Document section
The decision is one of the first coronavirus-related court rulings among dozens of cases filed by restaurants and other businesses over the past three months seeking business interruption coverage.

In the case Gavrilides Management Co. et al. vs. Michigan Insurance Co., Joyce Draganchuk, a state court judge in Mason, Michigan, on July 1 granted summary judgment to Michigan Insurance, a Grand Rapids-based unit of Donegal Group Inc. The insurer had filed a dismissal motion after it was sued for insurance coverage by Gavrilides Management, which operates the Soup Spoon Café in Lansing and The Bistro in Williamston.

According to a video recording of the ruling, the judge ruled that under the wording of the policy, the restaurants would have to suffer “direct physical loss or damage” as a result of the coronavirus for coverage to apply.

Direct physical loss must be something “with material existence, something that is tangible, something … that alters the physical integrity of the property,” the judge said.

What is required
Proceed with the text on the Michigan insurance coverage ruling, picking up after its last sentence. The material after this point is separate and unrelated to the court ruling text.

Given data
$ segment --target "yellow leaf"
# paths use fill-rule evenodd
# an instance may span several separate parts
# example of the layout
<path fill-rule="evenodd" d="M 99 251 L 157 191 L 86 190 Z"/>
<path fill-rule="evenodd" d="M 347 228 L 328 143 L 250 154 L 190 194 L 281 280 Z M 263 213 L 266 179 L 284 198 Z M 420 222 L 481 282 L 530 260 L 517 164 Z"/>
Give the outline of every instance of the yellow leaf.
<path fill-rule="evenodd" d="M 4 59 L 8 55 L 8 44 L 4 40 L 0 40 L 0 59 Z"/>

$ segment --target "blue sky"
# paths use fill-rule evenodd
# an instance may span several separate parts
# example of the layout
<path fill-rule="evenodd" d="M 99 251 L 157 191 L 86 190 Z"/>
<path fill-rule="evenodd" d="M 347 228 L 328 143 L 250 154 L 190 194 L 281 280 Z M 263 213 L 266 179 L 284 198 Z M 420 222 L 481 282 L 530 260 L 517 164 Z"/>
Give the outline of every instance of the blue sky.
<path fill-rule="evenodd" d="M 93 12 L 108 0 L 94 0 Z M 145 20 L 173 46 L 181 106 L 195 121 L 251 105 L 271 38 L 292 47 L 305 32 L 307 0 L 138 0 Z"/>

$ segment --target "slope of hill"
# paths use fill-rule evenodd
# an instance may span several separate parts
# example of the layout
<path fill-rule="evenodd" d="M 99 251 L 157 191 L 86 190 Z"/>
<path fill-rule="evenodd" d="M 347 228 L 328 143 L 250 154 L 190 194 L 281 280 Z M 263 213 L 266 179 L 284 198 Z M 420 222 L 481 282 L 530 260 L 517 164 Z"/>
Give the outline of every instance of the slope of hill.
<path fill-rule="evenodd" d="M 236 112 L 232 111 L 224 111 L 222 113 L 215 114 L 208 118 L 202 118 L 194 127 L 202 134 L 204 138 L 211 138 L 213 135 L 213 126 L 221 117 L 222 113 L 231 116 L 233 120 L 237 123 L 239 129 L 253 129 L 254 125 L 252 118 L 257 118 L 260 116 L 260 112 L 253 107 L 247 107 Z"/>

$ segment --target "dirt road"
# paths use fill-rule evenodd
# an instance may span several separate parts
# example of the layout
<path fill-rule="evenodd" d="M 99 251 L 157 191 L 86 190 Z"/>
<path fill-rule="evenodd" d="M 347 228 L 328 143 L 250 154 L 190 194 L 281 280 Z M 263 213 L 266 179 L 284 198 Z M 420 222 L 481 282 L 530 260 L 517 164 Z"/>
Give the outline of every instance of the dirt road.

Answer to this task
The restaurants’ complaint alleged a loss of business due to government-ordered business restrictions after the coronavirus outbreak in March, but it did not allege any compensable physical damage due to the virus, she said.

“The plaintiff just can’t avoid the requirement that there has to be something that physically alters the integrity of the property,” the judge said.

According to the judge, Gavrilides seemed to allege that the physical requirement of the policy was met because customers could not physically use the dine-in services.

“But that argument is just simply nonsense and it comes nowhere close to meeting the requirement that there has to be physical alteration” to the integrity of the building, she said.

Numerous other businesses have sued their insurers for business interruption coverage using similar arguments. Most of the cases are still pending, but in a ruling in May in New York, a judge ruled in favor of an insurer in a suit filed by a magazine publisher.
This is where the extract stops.